** STATED GOAL **
Copy out every line of the records below word for word, keeping their original order.
* start *
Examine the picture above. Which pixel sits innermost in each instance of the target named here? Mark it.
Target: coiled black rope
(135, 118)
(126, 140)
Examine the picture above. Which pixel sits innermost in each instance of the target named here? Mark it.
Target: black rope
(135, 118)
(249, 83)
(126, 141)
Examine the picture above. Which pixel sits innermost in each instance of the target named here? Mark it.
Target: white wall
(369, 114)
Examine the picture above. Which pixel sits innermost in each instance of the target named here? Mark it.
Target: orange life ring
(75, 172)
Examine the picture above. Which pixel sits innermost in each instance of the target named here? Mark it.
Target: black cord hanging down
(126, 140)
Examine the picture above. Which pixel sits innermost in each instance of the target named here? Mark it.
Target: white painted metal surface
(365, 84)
* end *
** SOLUTION TO THIS EXERCISE **
Examine the picture above. Which pixel sits innermost in each instance of the target named here? Mark it.
Target: coiled black rope
(135, 118)
(126, 140)
Examine the picture above. Which pixel sits innermost in each instance of the target named here? Mark it.
Target: black rope
(135, 118)
(249, 83)
(126, 141)
Examine the picture above. Which pixel sits innermost in each instance of the target named here? Mark it.
Target: white wall
(369, 114)
Examine the picture above. Which pixel sits innermost in each instance of the target named here? Mark it.
Target: orange life ring
(75, 172)
Examine the picture above. Which pixel sits innermost in each instance of the target named here? Mark it.
Target: black cord hanging down
(126, 140)
Examine the picture above. Which pixel sits innermost in each instance of the target named here? Mark it.
Target: white painted metal surface
(365, 84)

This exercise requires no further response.